* Begin TEXT SHOWN *

Given an acute triangle, consider the three sides and the three heights. Show that using these six segments, it is possible to form two triangles.
For three segments with length $a,b,c$ to form a triangle, we need $a+b>c,b+c>a,c+a>b$. The heights of the triagle are $2A/a,2A/b,2A/c$, where $A=\sqrt{s(s-a)(s-b)(s-c)}$ is the area of the triangle and $s=(a+b+c)/2$.
If $a\geq b\geq c$, then $2A/a\leq 2A/b\leq 2A/c$. To check the triangle condition is equivalent to checking $2A/a+2A/b>c$ for instance, but this looks rather involved. Is there a way to get around it?
This is a "simple in principle" but perhaps "long-winded in practice" way to show this.
Assume an acute triangle with sides of length $a$, $b$ and $c$, where $a \ge b \ge c$, and with angles $A$, $B$ and $C$ (see figure below). Denote the height from the vertex with angle $A$ as $h_A$, the height from the vertex with angle $B$ as $h_B$, etc.

* End TEXT SHOWN *
* Begin RECORDS PROVIDED *

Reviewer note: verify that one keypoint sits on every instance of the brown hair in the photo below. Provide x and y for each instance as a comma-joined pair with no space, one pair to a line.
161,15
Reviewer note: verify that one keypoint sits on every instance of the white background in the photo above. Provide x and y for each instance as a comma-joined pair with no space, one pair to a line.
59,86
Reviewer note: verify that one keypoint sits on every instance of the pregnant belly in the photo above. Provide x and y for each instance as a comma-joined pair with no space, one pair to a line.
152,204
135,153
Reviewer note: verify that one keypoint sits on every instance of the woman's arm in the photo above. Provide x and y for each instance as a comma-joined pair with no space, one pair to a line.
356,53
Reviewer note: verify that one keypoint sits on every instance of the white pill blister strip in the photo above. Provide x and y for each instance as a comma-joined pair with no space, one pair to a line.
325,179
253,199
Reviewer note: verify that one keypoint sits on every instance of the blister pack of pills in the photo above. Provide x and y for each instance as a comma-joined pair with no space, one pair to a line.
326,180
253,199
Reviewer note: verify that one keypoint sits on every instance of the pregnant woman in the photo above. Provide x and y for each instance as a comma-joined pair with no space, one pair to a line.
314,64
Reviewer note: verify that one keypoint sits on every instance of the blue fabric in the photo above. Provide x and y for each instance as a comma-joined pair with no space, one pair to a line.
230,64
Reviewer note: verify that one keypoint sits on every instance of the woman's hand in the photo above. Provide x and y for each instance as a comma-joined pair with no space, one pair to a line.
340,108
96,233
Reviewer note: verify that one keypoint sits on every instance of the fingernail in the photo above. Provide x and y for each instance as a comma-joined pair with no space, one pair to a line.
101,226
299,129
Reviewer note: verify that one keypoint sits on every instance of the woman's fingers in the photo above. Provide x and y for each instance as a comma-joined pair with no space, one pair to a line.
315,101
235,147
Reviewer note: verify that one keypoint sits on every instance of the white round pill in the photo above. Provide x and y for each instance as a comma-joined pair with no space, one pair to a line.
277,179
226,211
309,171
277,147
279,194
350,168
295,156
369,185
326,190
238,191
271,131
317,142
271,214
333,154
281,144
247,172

* End RECORDS PROVIDED *
* Begin RECORDS PROVIDED *

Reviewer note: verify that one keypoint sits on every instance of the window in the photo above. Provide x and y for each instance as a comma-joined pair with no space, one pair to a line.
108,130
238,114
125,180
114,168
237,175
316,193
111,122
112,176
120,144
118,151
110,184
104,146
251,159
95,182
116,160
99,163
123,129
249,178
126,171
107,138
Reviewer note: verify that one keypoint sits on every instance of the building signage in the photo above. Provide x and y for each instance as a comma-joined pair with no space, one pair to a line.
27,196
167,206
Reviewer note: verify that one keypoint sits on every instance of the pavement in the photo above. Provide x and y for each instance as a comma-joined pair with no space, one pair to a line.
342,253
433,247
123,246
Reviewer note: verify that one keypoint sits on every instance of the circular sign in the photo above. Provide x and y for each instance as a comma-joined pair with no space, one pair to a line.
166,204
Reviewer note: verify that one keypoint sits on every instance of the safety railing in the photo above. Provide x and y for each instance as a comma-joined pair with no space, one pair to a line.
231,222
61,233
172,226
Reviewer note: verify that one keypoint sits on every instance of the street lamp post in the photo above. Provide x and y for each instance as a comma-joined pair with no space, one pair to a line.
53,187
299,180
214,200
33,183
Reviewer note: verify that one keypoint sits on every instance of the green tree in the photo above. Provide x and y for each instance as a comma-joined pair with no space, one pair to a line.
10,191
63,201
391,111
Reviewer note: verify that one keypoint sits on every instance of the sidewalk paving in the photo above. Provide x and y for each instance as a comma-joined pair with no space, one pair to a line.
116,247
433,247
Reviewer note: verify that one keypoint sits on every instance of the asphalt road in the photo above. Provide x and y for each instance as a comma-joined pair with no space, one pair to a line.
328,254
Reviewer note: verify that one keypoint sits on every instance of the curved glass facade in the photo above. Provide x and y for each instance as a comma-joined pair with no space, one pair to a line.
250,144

* End RECORDS PROVIDED *
* Begin RECORDS PROVIDED *

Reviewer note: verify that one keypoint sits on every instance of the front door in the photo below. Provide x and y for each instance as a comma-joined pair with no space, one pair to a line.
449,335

* End RECORDS PROVIDED *

* _JOB 1_: Can you write out the acute-triangle text again, everything from "If $a\geq b\geq" down to "to show this.", replacing "triangle condition" with "triangle inequality"?
* _JOB 2_: Could you continue the acute-triangle text from where it stops?
The records have no connection to the acute-triangle text.

* _TASK ANSWER 1_:
If $a\geq b\geq c$, then $2A/a\leq 2A/b\leq 2A/c$. To check the triangle inequality is equivalent to checking $2A/a+2A/b>c$ for instance, but this looks rather involved. Is there a way to get around it?
This is a "simple in principle" but perhaps "long-winded in practice" way to show this.

* _TASK ANSWER 2_:
Contention: the segments of length $a$, $b$ and $h_C$ can always make a triangle and the segments of length $c$, $h_A$ and $h_B$ can always make a triangle.
Proof
Some initial deductions will be done and then, using the results of these deductions and the triangle inequality, the final proof will de done in section $4$ below.
$1$. Formulas for the heights
The area of the triangle can be found as
$Area = \frac{1}{2}ab\,sin(C) =\frac{1}{2}ac\,sin(B) =\frac{1}{2}bc\,sin(A)$
or as
$Area = \frac{1}{2}a\,h_A =\frac{1}{2}b\,h_B = \frac{1}{2}c\,h_C$
giving
$h_A = b\,sin(C) = c\,sin(B)$
$h_B = a\,sin(C) = c\,sin(A)$
$h_C = a\,sin(B) = b\,sin(A)$
$2$. Limits of the angles
For any triangle where the side lengths are ordered as $a \ge b \ge c$, the associated angle opposite each side will likewise be ordered as $A \ge B \ge C$ (can be shown using Law of Sines).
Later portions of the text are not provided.